Your AI-chatbot just told someone to give water to a 6-week old baby

Doctors just red-teamed four major chatbots with real patient questions. The results? Yikes. Source: https://arxiv.org/pdf/2507.18905

• Up to 43% of answers were problematic
• Up to 13% were straight-up dangerous
• Real examples: "give your infant herbal tea," "use tweezers in your kid's ear," "that chest pain is probably just heartburn"

One more time for the people in back: chatbots told parents to give water to babies under 6 months. That can literally kill them.

Why AI Keeps failing at “Don’t kill people”
Here's the thing: when you ask "my chest hurts," a doctor thinks "heart attack until proven otherwise." The AI-chatbot thinks "what's the most statistically likely response based on my training data?"

Patient questions are messy. Missing context. Vague symptoms. Good medicine means ruling out the scary stuff first. LLMs are optimized for sounding confident, not keeping you alive.

THINGS TO DO:
1: Copy the passage of the medical chatbot article from "Doctors just red-teamed" up to and including "literally kill them.".
2: According to the medical chatbot article, what share of the chatbot answers were straight-up dangerous?
3: Carry the medical chatbot article forward from its last sentence.

DATASET ENTRIES:
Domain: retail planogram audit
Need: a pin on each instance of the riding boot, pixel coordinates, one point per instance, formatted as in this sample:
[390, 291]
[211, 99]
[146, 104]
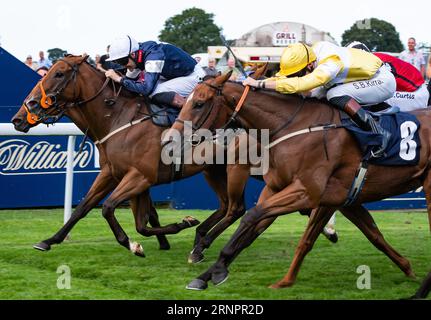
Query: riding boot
[366, 122]
[169, 98]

ANSWER LIST:
1:
Doctors just red-teamed four major chatbots with real patient questions. The results? Yikes. Source: https://arxiv.org/pdf/2507.18905

• Up to 43% of answers were problematic
• Up to 13% were straight-up dangerous
• Real examples: "give your infant herbal tea," "use tweezers in your kid's ear," "that chest pain is probably just heartburn"

One more time for the people in back: chatbots told parents to give water to babies under 6 months. That can literally kill them.

2: Up to 13%.

3:
Enter the EU AI Act
The AI Act puts new requirements on high-risk AI systems, especially those used in healthcare:

• Health-focused chatbots get treated like medical devices
• Risk management systems required
• Human oversight mandated
• Pre-market safety assessments

Plus transparency requirements so developers can actually build safer systems on top of foundation models.

Translation: No more "move fast and break things" when the things are people.

What companies need to do

Get real about your use case
Are you giving general health info or actually triaging symptoms? Because one of these requires medical device certification.
Build “oh sh*t” detection
Auto-escalate chest pain, pregnancy bleeding, anything involving infants etc. Show emergency numbers (112 in EU, 911 in US) early and often.
Force critical inputs
Make age/pregnancy status required fields. Block risky advice for vulnerable populations. Be brutally honest about limitations.
Prepare for compliance.

If you're building health AI, start now. Risk assessments, safety documentation, incident reporting systems. This stuff takes time, better get on it now

The bottom line
People are already using AI-chatbots as their family doctor. Until we have actual clinical-grade AI (properly tested, regulated, certified), the AI Act is our best shot at harm reduction at internet scale.

Is it perfect? No. Will it slow down some innovation? Probably.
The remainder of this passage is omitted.